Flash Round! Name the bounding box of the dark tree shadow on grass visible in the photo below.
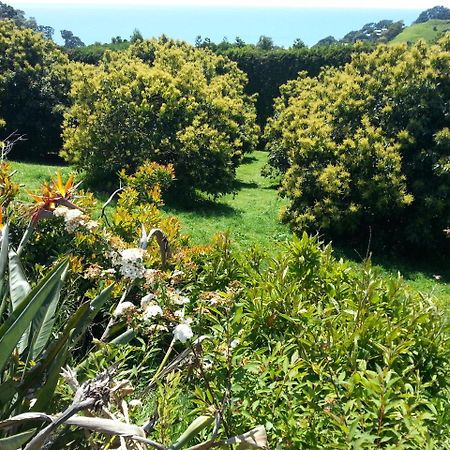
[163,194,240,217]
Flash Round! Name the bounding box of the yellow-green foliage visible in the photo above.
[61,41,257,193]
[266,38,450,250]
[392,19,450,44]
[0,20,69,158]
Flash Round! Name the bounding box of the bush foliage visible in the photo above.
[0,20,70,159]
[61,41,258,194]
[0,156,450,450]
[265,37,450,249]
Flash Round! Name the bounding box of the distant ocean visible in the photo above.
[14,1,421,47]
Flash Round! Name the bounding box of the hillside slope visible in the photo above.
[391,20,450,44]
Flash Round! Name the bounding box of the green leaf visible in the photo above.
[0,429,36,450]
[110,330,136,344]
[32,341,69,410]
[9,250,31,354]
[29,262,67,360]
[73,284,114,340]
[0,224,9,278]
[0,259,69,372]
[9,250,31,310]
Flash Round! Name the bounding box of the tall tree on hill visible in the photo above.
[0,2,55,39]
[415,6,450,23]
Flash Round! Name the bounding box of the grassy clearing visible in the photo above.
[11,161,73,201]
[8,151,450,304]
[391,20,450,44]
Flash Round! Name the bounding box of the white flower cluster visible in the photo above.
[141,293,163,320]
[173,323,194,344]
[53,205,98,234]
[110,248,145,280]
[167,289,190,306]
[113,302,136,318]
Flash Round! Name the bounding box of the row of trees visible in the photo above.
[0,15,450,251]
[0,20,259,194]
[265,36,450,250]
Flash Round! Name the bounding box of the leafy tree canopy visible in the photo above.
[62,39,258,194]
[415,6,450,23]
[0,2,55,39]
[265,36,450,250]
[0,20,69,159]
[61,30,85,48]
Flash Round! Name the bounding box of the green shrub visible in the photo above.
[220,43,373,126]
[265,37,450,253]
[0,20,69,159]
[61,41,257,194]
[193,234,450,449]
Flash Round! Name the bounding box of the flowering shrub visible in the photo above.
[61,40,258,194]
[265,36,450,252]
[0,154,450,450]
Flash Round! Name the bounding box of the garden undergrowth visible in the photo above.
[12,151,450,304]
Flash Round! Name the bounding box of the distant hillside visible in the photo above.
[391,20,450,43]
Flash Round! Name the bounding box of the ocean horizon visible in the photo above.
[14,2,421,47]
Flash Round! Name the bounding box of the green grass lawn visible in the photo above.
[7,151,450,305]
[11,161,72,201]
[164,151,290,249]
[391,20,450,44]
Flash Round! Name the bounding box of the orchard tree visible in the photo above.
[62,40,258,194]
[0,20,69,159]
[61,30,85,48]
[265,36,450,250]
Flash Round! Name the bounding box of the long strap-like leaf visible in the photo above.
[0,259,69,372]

...

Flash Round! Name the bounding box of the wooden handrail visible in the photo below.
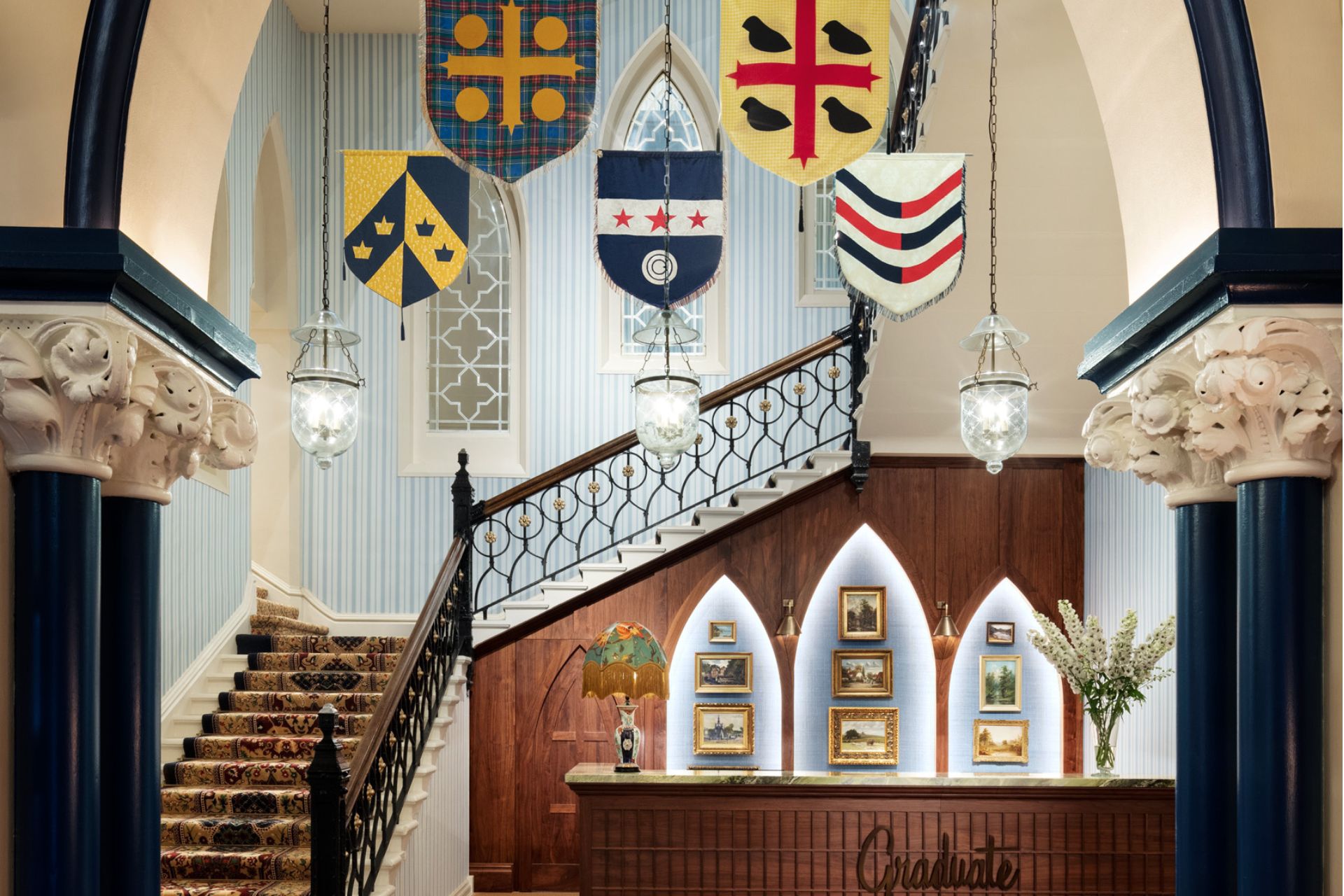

• _Directive_
Scale the listing, starting at the line that has "Flash Round! Name the bounding box of the distant ocean" and stopping after the line that has "[9,250,31,310]". Rewrite every line in that span, leaving all text unchanged except the bounding-box coordinates, which you multiply by 0.6 and round to whole numbers, with halves rounded up.

• _Response_
Flash Round! Name the bounding box of the distant ocean visible in the photo above.
[8,1,253,28]
Flash Round! Name the bounding box of the hillside slope visible in the photo above.
[235,12,270,26]
Flash Round! Name the bounding box of the green leaf visible in the photo above.
[0,257,22,270]
[66,198,82,206]
[19,205,41,246]
[5,150,19,212]
[17,157,40,216]
[44,170,68,204]
[0,134,5,167]
[0,155,41,223]
[5,150,19,186]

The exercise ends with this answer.